▶ **READING TEXT**:
((

And the blame has been rolling out for more than half a century. Will traces its beginnings to the Kennedy assassination when the "explainers" argued that
the "real" culprit was not a self-described Marxist who had moved to Moscow, then returned to support Castro. No, the culprit was a "climate of hate" in conservative Dallas, the "paranoid style" of American (conservative) politics or some other national sickness resulting from insufficient liberalism.
I would date it earlier, to the postwar fad for Frankford school pop-psychology and its nonsensical maunderings, but Will's point is clear. The left reflexively invokes bad social science as an explanatory device for bashing conservatives, something that Rush Limbaugh
noted yesterday:
Here's a partial list of some of the incidents the left has tried to pin on conservatives. The Columbine shooters. The 1995 Oklahoma City bombing (specifically they tried to blame me for that). The DC sniper. The New York City Times Square car bomb attempt. They tried to blame that on some Tea Partier angry at the health law, then we find out that was radical Islamists. The February 2010 IRS plane attack in San Antonio. Remember that? It had to be an anti-government clown that flew that plane into the IRS office, had to be. The Pentagon subway shooter. The Fort Hood attack. The Discovery Channel hostage taker. And this guy [John Patrick] Bedell who went into the Pentagon and wanted to shoot these people up. This guy, by the way, is a dead ringer for Loughner. Amy Bishop who shot her colleagues at that Alabama college.

))

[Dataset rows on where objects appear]
((

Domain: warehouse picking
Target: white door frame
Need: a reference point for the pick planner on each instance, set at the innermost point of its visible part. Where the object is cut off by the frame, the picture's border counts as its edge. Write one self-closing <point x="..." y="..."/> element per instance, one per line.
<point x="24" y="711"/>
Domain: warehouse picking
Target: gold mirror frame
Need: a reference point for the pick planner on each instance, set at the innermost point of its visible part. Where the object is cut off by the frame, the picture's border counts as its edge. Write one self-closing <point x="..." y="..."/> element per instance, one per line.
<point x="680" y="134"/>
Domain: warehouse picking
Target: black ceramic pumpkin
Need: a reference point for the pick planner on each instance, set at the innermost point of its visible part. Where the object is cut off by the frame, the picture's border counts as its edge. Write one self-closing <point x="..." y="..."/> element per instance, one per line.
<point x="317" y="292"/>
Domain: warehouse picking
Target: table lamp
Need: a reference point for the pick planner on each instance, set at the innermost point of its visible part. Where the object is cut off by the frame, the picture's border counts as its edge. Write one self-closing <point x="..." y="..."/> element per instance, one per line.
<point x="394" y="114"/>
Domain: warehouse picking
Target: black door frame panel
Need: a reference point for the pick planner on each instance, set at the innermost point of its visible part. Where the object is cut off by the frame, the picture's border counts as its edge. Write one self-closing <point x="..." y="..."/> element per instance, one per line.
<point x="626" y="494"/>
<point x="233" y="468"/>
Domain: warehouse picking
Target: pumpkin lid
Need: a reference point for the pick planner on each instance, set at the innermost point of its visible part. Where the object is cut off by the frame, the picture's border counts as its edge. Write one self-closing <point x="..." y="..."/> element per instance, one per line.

))

▶ **REQUIRED WORK**:
A) Rewrite the paragraph of the reading text that begins "Here's a partial list" as a bulleted list. Keep each incident it names along with the details given for it.
B) Locate each line in the rows that contains the word "pumpkin" and copy it out. Case counts.

▶ **SOLUTIONS FOR EACH TASK**:
A)
Incidents the left has tried to pin on conservatives (a partial list):
- The Columbine shooters
- The 1995 Oklahoma City bombing, which they specifically tried to blame on Limbaugh
- The DC sniper
- The New York City Times Square car bomb attempt, blamed on a Tea Partier angry at the health law, then found to be the work of radical Islamists
- The February 2010 IRS plane attack in San Antonio, which they insisted had to be the work of an anti-government "clown"
- The Pentagon subway shooter
- The Fort Hood attack
- The Discovery Channel hostage taker
- John Patrick Bedell, who went into the Pentagon wanting to shoot people and is a dead ringer for Loughner
- Amy Bishop, who shot her colleagues at an Alabama college

B)
Target: black ceramic pumpkin
Target: pumpkin lid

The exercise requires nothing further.